Worauf bezieht sich laut dem Textauszug über Sünde und Gnade die Gabe der Koinonia, die absolut wirkt?

## Textauszug

_ _ _ _

Unterhalb des finalen Totalaktes eines Ja oder eines Nein zum Anruf Gottes bleibt die Existenzweise eine gemischte, aus Akten der Sünde und Akten der Liebe bestehend. Unterhalb des Totalaktes bleibt das Sündersein stets ein partielles, die Gabe der Koinonia durch die Gabe des Geistes aber wirkt absolut. Ersteres bezieht sich auf das kontingente Tun des Menschen, letzteres auf Gottes absolutes Wirken. Unterhalb des Totalaktes bleibt die Sünde zeitlicher Art, die Gnade aber besteht hinsichtlich der währenden Gegenwart der Ewigkeit Gottes und ist eschatologisch. Die Sünde ist der Gnade inkommensu­rabel.

_ _ _ _

## Datensätze
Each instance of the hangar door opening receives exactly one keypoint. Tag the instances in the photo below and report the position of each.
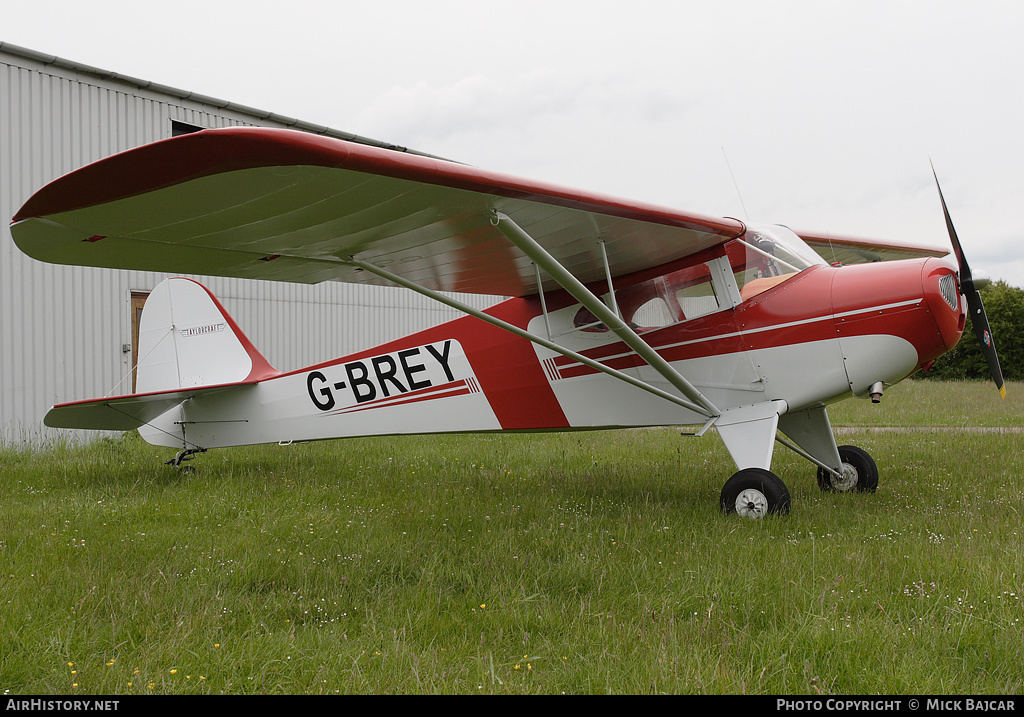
(137, 302)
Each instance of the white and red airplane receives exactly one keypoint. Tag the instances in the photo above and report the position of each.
(623, 313)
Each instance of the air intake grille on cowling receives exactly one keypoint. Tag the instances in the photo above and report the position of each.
(947, 285)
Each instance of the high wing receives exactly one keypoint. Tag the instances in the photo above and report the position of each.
(858, 250)
(290, 206)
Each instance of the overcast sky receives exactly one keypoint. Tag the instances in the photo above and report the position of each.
(824, 115)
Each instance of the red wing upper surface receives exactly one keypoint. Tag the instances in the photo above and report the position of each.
(291, 206)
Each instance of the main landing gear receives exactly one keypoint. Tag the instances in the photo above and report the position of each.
(756, 493)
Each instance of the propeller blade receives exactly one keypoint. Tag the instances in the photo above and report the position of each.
(975, 305)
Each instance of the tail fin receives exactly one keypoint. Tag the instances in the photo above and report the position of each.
(186, 339)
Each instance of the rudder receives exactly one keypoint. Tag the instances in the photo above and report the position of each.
(186, 339)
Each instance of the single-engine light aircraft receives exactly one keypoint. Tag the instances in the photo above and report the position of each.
(622, 314)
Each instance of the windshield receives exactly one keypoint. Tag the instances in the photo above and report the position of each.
(767, 255)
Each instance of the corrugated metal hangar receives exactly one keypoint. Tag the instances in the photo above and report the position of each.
(67, 332)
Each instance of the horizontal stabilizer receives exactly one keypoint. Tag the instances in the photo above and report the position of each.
(118, 413)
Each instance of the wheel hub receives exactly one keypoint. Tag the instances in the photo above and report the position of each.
(846, 481)
(752, 504)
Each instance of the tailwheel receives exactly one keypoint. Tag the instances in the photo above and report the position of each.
(859, 473)
(755, 493)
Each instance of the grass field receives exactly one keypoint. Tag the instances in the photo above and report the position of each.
(583, 563)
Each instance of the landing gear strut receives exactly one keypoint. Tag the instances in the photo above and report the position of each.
(755, 493)
(183, 456)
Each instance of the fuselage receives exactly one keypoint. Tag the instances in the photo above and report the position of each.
(810, 337)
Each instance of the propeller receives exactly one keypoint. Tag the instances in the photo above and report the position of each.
(977, 309)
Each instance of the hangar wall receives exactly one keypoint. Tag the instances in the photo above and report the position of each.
(66, 331)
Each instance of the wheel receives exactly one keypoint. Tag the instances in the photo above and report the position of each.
(755, 493)
(859, 472)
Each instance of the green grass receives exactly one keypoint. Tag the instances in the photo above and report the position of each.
(583, 563)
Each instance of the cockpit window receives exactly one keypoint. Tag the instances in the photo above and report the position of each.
(758, 261)
(766, 256)
(681, 295)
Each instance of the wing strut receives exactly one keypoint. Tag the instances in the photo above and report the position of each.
(541, 257)
(511, 328)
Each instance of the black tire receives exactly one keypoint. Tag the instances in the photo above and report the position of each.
(860, 474)
(755, 493)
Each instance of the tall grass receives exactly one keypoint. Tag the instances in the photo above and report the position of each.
(585, 562)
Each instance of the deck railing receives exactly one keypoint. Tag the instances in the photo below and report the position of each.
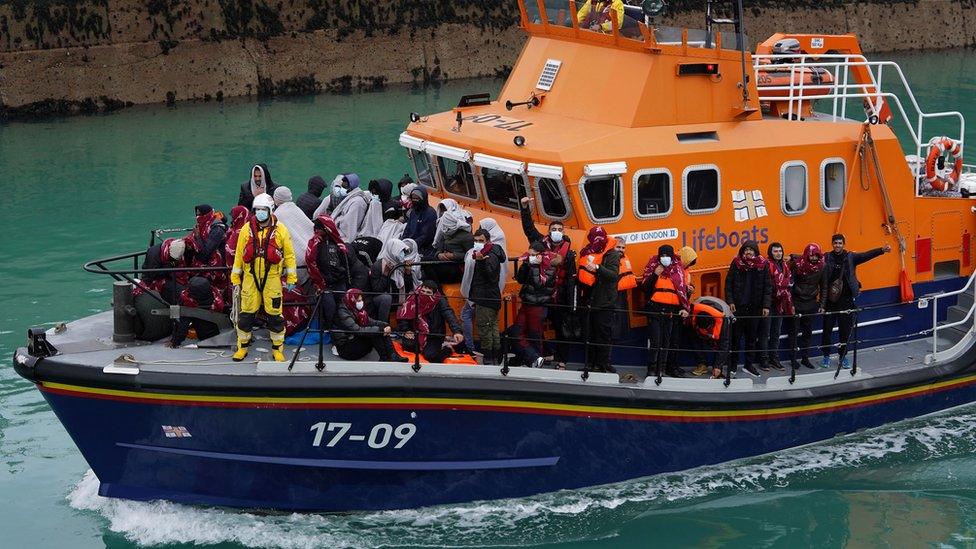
(845, 86)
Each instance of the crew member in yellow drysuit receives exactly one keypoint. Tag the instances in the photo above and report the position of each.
(263, 249)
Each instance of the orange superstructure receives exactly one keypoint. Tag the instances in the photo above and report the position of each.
(655, 140)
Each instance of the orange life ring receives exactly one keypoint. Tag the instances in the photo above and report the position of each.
(938, 147)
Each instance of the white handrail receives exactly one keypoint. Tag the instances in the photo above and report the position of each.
(841, 89)
(967, 341)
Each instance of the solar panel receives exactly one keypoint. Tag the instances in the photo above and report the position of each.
(548, 75)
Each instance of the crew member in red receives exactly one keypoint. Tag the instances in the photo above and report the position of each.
(665, 285)
(199, 294)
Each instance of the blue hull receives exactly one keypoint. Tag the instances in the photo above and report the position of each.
(261, 457)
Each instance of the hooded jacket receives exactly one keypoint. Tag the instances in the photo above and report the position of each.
(421, 222)
(310, 200)
(246, 198)
(749, 289)
(484, 290)
(846, 263)
(383, 190)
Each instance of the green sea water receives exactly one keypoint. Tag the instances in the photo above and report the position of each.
(80, 188)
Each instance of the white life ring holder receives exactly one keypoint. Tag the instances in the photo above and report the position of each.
(937, 147)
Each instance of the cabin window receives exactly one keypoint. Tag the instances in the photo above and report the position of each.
(458, 177)
(502, 188)
(833, 184)
(422, 167)
(793, 188)
(652, 193)
(602, 197)
(552, 198)
(701, 187)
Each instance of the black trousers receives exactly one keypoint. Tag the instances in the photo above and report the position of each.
(360, 346)
(801, 334)
(556, 315)
(663, 324)
(600, 334)
(745, 337)
(844, 323)
(434, 350)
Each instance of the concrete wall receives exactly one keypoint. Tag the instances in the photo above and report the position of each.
(67, 56)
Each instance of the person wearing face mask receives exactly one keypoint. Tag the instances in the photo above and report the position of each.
(355, 333)
(666, 286)
(424, 318)
(839, 288)
(264, 254)
(807, 270)
(557, 242)
(749, 293)
(349, 205)
(772, 325)
(259, 183)
(390, 279)
(421, 223)
(537, 275)
(452, 241)
(310, 200)
(480, 286)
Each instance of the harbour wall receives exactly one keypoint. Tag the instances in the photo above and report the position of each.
(62, 57)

_ _ _ _

## Lösung
Auf Gottes absolutes Wirken.